Records from a dataset:

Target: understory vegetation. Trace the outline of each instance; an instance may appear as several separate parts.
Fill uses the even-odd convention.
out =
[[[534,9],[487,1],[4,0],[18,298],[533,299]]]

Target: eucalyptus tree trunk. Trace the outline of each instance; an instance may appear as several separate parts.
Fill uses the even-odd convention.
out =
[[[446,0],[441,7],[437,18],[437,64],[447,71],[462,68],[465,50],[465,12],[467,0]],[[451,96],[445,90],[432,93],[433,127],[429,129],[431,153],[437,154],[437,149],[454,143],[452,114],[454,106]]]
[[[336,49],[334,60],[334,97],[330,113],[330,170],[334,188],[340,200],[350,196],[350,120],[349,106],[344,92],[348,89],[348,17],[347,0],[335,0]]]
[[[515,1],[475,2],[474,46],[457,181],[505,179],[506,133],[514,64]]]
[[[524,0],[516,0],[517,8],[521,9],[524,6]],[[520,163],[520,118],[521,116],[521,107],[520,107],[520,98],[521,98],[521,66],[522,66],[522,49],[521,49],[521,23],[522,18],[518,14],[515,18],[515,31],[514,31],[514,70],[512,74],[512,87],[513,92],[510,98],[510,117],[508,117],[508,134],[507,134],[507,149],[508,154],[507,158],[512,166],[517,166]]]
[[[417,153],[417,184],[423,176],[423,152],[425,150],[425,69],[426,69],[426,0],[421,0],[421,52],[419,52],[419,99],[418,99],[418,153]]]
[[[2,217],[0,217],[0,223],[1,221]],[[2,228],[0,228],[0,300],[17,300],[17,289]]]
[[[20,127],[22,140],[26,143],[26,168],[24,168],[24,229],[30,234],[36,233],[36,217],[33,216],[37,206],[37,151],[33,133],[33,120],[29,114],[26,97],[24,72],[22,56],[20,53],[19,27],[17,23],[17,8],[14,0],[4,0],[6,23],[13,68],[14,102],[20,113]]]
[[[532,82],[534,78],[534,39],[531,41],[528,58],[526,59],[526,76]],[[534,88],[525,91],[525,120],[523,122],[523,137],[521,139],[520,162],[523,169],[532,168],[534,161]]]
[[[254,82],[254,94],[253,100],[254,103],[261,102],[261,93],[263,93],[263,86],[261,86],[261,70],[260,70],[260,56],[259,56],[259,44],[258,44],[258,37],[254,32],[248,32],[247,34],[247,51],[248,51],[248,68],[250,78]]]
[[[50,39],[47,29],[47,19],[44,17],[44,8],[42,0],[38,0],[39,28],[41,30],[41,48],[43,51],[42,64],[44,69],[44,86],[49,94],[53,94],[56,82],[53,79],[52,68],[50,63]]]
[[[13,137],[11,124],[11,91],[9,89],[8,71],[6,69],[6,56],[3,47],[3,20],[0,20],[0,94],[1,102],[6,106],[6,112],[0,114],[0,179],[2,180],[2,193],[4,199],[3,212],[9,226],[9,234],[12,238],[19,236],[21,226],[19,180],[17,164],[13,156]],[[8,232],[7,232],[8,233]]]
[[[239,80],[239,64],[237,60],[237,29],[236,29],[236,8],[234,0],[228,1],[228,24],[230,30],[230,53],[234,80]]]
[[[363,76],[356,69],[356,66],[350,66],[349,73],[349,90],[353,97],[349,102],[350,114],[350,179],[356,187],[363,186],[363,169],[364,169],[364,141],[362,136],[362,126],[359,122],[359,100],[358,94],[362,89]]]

* _PROBLEM DETAILS_:
Please output every line of the records above exactly as they appear, with no changes.

* _ANSWER BELOW_:
Target: understory vegetation. Trace the outline of each instance; an instance may appear as several separate parts.
Fill uses the even-odd convention.
out =
[[[534,9],[487,1],[4,0],[18,298],[533,299]]]

Target: eucalyptus tree trunk. Trace the outline of each instance; an instance may appear as several separate parts.
Fill uses the even-odd convention.
out =
[[[446,0],[441,7],[437,18],[437,64],[447,71],[462,68],[465,50],[465,12],[467,0]],[[451,96],[445,90],[432,93],[433,127],[429,129],[431,153],[437,154],[437,149],[454,143],[452,114],[454,106]]]
[[[336,49],[334,60],[334,97],[330,113],[330,170],[334,188],[340,200],[350,196],[350,120],[349,106],[344,92],[348,89],[348,17],[347,0],[335,0]]]
[[[515,1],[475,2],[474,46],[457,181],[505,179],[506,133],[514,64]]]
[[[524,0],[516,0],[517,8],[521,9],[524,6]],[[520,163],[520,118],[521,116],[521,107],[520,107],[520,98],[521,98],[521,66],[522,66],[522,49],[521,49],[521,23],[522,18],[518,14],[515,18],[515,31],[514,31],[514,70],[512,74],[512,87],[513,92],[510,98],[510,117],[508,117],[508,134],[507,134],[507,149],[508,154],[507,158],[512,166],[517,166]]]
[[[417,153],[417,184],[423,176],[423,152],[425,150],[425,69],[426,69],[426,0],[421,0],[421,52],[419,52],[419,99],[418,99],[418,153]]]
[[[2,217],[0,217],[0,223],[1,221]],[[2,228],[0,228],[0,300],[17,300],[17,289]]]
[[[20,127],[22,140],[26,143],[26,168],[24,168],[24,229],[30,234],[36,233],[36,217],[33,216],[37,206],[37,151],[33,133],[33,120],[29,114],[26,97],[24,72],[22,56],[20,53],[19,27],[17,23],[17,8],[14,0],[4,0],[6,23],[13,68],[14,102],[20,113]]]
[[[532,82],[534,78],[534,39],[531,41],[528,58],[526,59],[526,76]],[[534,88],[525,91],[525,120],[523,122],[523,137],[521,139],[520,162],[523,169],[532,168],[534,161]]]
[[[254,82],[254,94],[253,100],[254,103],[261,102],[261,93],[263,93],[263,86],[261,86],[261,70],[260,70],[260,56],[259,56],[259,44],[258,44],[258,37],[254,32],[248,32],[247,34],[247,51],[248,51],[248,68],[250,78]]]
[[[50,39],[47,29],[47,19],[44,17],[44,8],[42,0],[38,0],[39,28],[41,30],[41,48],[43,51],[42,64],[44,69],[44,86],[49,94],[53,94],[56,82],[53,79],[52,68],[50,63]]]
[[[13,137],[11,124],[11,91],[9,89],[8,71],[6,69],[6,56],[3,47],[3,20],[0,20],[0,94],[1,102],[6,106],[6,112],[0,114],[0,179],[2,180],[2,193],[4,199],[3,212],[9,226],[9,234],[12,238],[19,236],[21,226],[19,180],[17,164],[13,156]],[[8,232],[7,232],[8,233]]]
[[[239,80],[239,64],[237,60],[237,29],[236,29],[236,8],[234,0],[228,1],[228,24],[230,30],[230,53],[234,80]]]
[[[363,76],[356,69],[356,66],[350,66],[349,73],[349,90],[353,97],[349,102],[350,114],[350,179],[356,187],[363,186],[363,169],[364,169],[364,141],[362,136],[362,126],[359,122],[359,100],[358,94],[362,89]]]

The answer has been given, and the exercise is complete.